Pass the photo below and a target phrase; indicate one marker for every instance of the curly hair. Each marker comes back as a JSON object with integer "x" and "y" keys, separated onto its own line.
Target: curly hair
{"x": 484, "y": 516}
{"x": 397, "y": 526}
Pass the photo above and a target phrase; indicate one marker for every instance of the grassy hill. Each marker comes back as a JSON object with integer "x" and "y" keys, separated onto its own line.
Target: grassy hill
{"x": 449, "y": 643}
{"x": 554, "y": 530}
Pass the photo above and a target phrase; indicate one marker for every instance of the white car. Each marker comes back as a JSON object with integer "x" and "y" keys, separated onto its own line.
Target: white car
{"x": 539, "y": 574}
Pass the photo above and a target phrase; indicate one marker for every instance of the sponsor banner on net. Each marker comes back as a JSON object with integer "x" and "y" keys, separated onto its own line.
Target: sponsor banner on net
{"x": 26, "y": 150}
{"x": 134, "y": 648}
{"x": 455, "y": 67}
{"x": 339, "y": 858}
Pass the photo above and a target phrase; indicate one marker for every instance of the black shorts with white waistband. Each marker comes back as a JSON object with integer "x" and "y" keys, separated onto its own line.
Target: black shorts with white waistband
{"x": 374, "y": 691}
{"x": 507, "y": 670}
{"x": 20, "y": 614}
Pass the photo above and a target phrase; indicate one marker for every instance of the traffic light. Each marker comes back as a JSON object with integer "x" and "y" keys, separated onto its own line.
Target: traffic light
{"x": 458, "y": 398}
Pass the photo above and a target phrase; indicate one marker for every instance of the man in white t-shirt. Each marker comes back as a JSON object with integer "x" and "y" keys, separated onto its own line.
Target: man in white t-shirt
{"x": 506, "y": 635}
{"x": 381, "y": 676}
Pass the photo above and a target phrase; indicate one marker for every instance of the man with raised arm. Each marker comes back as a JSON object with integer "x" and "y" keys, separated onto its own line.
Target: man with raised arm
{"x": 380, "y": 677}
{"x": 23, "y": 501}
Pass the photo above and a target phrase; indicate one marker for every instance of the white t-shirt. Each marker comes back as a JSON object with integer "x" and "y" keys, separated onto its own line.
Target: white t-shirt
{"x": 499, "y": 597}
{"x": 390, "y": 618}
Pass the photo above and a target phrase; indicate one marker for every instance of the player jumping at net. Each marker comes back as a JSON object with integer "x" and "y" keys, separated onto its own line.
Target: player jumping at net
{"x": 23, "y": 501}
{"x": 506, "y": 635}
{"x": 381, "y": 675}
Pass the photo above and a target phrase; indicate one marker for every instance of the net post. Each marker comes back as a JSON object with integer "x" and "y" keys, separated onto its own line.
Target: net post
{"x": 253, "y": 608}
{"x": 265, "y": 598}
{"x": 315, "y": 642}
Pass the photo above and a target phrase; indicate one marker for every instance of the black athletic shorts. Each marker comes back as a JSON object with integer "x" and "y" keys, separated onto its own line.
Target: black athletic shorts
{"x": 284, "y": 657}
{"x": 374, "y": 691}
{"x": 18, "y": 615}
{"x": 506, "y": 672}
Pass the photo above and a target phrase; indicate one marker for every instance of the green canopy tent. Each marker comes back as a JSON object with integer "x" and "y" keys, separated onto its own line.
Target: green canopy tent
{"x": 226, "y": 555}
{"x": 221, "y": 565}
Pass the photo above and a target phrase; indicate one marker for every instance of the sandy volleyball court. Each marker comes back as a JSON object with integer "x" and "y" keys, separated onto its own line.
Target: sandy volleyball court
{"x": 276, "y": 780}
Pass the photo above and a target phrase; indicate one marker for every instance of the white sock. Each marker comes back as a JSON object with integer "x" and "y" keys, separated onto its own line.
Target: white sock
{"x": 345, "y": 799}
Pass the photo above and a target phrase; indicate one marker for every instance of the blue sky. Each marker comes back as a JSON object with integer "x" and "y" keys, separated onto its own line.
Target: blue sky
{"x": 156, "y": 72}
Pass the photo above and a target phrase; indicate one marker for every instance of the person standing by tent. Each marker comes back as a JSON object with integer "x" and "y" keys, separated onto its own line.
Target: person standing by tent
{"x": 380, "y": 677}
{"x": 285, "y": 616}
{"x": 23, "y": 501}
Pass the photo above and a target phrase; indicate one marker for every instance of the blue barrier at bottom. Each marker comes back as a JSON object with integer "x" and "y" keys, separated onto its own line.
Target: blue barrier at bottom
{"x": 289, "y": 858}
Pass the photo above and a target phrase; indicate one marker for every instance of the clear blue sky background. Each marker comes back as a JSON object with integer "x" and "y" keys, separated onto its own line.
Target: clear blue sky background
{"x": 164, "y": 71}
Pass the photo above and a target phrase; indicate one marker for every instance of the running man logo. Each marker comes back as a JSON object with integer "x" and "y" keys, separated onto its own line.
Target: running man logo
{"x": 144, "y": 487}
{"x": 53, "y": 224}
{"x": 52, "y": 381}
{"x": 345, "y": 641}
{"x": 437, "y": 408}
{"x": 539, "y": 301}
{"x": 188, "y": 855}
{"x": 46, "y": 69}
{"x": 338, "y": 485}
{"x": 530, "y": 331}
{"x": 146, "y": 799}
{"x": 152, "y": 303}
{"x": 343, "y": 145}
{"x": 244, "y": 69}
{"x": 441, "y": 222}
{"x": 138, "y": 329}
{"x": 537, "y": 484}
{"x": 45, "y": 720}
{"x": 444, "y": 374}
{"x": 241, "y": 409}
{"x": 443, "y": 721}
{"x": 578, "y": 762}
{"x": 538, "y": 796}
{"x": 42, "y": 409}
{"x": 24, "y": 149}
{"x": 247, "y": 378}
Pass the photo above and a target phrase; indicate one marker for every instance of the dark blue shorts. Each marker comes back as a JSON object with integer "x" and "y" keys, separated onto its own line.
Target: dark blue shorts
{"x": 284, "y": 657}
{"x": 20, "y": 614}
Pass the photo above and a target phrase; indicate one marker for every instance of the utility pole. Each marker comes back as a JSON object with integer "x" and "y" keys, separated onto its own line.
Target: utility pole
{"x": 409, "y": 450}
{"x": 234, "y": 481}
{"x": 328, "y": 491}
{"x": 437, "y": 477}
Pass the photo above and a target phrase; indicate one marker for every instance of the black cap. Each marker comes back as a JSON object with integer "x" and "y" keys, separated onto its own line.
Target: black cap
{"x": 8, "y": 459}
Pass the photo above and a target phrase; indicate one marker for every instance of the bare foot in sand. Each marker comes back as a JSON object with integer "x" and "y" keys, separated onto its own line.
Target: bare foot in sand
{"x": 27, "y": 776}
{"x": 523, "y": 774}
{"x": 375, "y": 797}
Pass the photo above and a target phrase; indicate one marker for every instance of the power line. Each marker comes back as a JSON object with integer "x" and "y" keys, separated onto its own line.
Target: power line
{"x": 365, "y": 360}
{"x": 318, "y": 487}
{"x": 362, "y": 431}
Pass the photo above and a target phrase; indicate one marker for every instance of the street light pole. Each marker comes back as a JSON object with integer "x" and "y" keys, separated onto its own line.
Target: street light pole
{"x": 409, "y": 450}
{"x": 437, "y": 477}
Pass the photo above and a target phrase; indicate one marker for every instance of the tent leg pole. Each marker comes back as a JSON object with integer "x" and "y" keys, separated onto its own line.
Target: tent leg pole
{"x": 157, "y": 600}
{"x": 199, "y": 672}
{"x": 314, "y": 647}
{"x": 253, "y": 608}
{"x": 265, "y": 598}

### Exercise goal
Return what is listed above, exactly and completely.

### Reply
Pass the photo below and a target phrase; indicate one marker for every instance of the curly hair. Each marker comes back as a JSON object with integer "x" and "y" keys, separated onto its own line.
Target: curly hair
{"x": 484, "y": 516}
{"x": 397, "y": 526}
Pass the photo above and a target phrase; indicate one marker for every instance of the grassy hill. Each marker comes back as a JSON object with integer "x" and "y" keys, separated onto its own line.
Target: grassy hill
{"x": 449, "y": 643}
{"x": 554, "y": 530}
Pass the photo above and a target phrase; indicate one marker for every instance of the white car. Each marker comes back as a JSON object with integer "x" and "y" keys, separated onto its own line.
Target: white car
{"x": 539, "y": 574}
Pass the photo above and a target phrase; indicate one marker for every instance of the sponsor banner on net. Each marker comes back as a JSON object with integer "x" and "y" keys, separated onto its own line.
Target: sponsor banner on net
{"x": 26, "y": 150}
{"x": 134, "y": 648}
{"x": 455, "y": 67}
{"x": 339, "y": 858}
Pass the photo above and a target phrase; indicate one marker for every instance of the black shorts with white waistband. Each marker comes back as a JSON object with integer "x" and "y" keys, separated onto its own line.
Target: black shorts with white waistband
{"x": 374, "y": 691}
{"x": 507, "y": 670}
{"x": 20, "y": 614}
Pass the photo above and a target phrase; indicate one marker for every instance of the traffic light. Each marker comes back as a JSON object with integer "x" and "y" keys, separated onto its own line.
Target: traffic light
{"x": 458, "y": 398}
Pass the photo above and a target phrase; indicate one marker for every instance of the man in white t-shirt. Each marker comes back as a JSON object with integer "x" and "y" keys, separated onto its own line.
Target: man in white t-shirt
{"x": 506, "y": 635}
{"x": 381, "y": 676}
Pass the photo above and a target phrase; indicate one marker for every instance of the man with raised arm. Each marker comes back as a JSON object with integer "x" and "y" keys, separated onto its own line.
Target: man with raised arm
{"x": 380, "y": 677}
{"x": 23, "y": 501}
Pass the photo above and a target phrase; indicate one marker for every instance of the white t-shirt. Each marker comes back as a JSON object with integer "x" and "y" keys, separated onto its own line.
Target: white t-shirt
{"x": 499, "y": 597}
{"x": 390, "y": 618}
Pass the photo above and a target phrase; indicate one marker for every instance of the player jumping at net. Each marker comes back as a JSON object with integer "x" and "y" keys, separated onto its own line.
Target: player jumping at net
{"x": 23, "y": 501}
{"x": 506, "y": 635}
{"x": 381, "y": 675}
Pass the photo above and a target phrase; indicate one marker for every instance of the net post. Each marker comes back as a JSON object with integer "x" and "y" keys, separated onto its own line.
Target: net post
{"x": 253, "y": 608}
{"x": 265, "y": 598}
{"x": 315, "y": 642}
Pass the photo above and a target phrase; indicate one marker for every instance of the black athletic shorts. Each marker comes back as a JSON object with integer "x" and "y" keys, separated onto its own line.
Target: black athletic shorts
{"x": 284, "y": 657}
{"x": 374, "y": 691}
{"x": 18, "y": 615}
{"x": 506, "y": 672}
Pass the photo above and a target phrase; indicate one marker for every instance of the green canopy tent. Each marker comes back as a JSON object with integer "x" and "y" keys, separated onto its own line.
Target: green canopy tent
{"x": 226, "y": 555}
{"x": 221, "y": 565}
Pass the photo above and a target phrase; indicate one marker for every instance of the sandy volleyball court. Each marker comes back as a JSON object with integer "x" and "y" keys, separated onto its own line.
Target: sandy volleyball court
{"x": 276, "y": 780}
Pass the photo above and a target phrase; indicate one marker for every instance of the white sock. Each marker comes back as a JSON object with integer "x" and "y" keys, separated onto its own line.
Target: white sock
{"x": 345, "y": 799}
Pass the photo above and a target phrase; indicate one marker for every instance of the blue sky. Each marker comes back as a JSON object with integer "x" and "y" keys, separated onto its own line.
Target: blue sky
{"x": 156, "y": 72}
Pass the photo above and a target phrase; indicate one marker for every instance of the person standing by tent. Each marker comes back as a JSON object with integer "x" and "y" keys, separated onto its own line.
Target: person standing by tent
{"x": 380, "y": 677}
{"x": 285, "y": 616}
{"x": 23, "y": 501}
Pass the photo above and a target phrase; indicate one marker for every instance of the blue barrier at bottom. Each marker comes back as a JSON object with integer "x" and "y" keys, separated onto its own line.
Target: blue barrier at bottom
{"x": 289, "y": 858}
Pass the photo above and a target phrase; indicate one marker for every instance of the clear blue sky background. Each marker comes back as a JSON object with integer "x" and "y" keys, separated onto its own line.
Target: clear blue sky background
{"x": 164, "y": 71}
Pass the photo above and a target phrase; indicate one marker for every instance of the running man logo. Each marker comes back as a JSON object with integer "x" and "y" keys, separated onto its own line.
Target: running man logo
{"x": 144, "y": 487}
{"x": 53, "y": 224}
{"x": 52, "y": 381}
{"x": 345, "y": 641}
{"x": 437, "y": 408}
{"x": 539, "y": 301}
{"x": 188, "y": 855}
{"x": 46, "y": 69}
{"x": 338, "y": 485}
{"x": 530, "y": 331}
{"x": 146, "y": 799}
{"x": 152, "y": 303}
{"x": 343, "y": 145}
{"x": 244, "y": 69}
{"x": 441, "y": 222}
{"x": 138, "y": 329}
{"x": 537, "y": 484}
{"x": 45, "y": 720}
{"x": 444, "y": 374}
{"x": 241, "y": 409}
{"x": 443, "y": 721}
{"x": 578, "y": 762}
{"x": 538, "y": 796}
{"x": 42, "y": 409}
{"x": 24, "y": 149}
{"x": 247, "y": 378}
Pass the photo above and a target phrase; indicate one marker for every instance of the dark blue shorts. Each marker comes back as a JSON object with integer "x" and "y" keys, separated onto its own line.
Target: dark blue shorts
{"x": 284, "y": 657}
{"x": 20, "y": 614}
Pass the photo above and a target phrase; indicate one marker for every instance of the utility pole. Each marker comes back as a JSON object with integer "x" and "y" keys, separated onto its own line.
Target: utility pole
{"x": 409, "y": 450}
{"x": 234, "y": 481}
{"x": 328, "y": 491}
{"x": 437, "y": 477}
Pass the photo above and a target phrase; indicate one marker for every instance of the black cap. Each marker comes back as a JSON object with integer "x" and "y" keys, separated onto its own line.
Target: black cap
{"x": 8, "y": 459}
Pass the photo above and a target phrase; indicate one marker for every instance of the bare foot in sand. Each marker comes back as a JSON object with integer "x" and "y" keys, separated onto its own line.
Target: bare foot in sand
{"x": 27, "y": 776}
{"x": 523, "y": 774}
{"x": 375, "y": 797}
Pass the photo above and a target phrase; indicate one marker for every instance of the power line. Each marker comes back as a JSON object with integer "x" and "y" keys, separated onto its own line.
Target: power line
{"x": 365, "y": 360}
{"x": 318, "y": 487}
{"x": 362, "y": 431}
Pass the photo above and a target phrase; indicate one marker for every instance of the street light pole. Each marker comes back as a JSON object with integer "x" and "y" keys, separated onto its own line.
Target: street light pole
{"x": 409, "y": 450}
{"x": 437, "y": 477}
Pass the photo above and a target phrase; indicate one marker for every instance of the tent leg pole. Each marker comes back as a JSON object with integer "x" and "y" keys, separated onto its own line.
Target: tent leg pole
{"x": 157, "y": 600}
{"x": 199, "y": 672}
{"x": 314, "y": 647}
{"x": 253, "y": 608}
{"x": 265, "y": 598}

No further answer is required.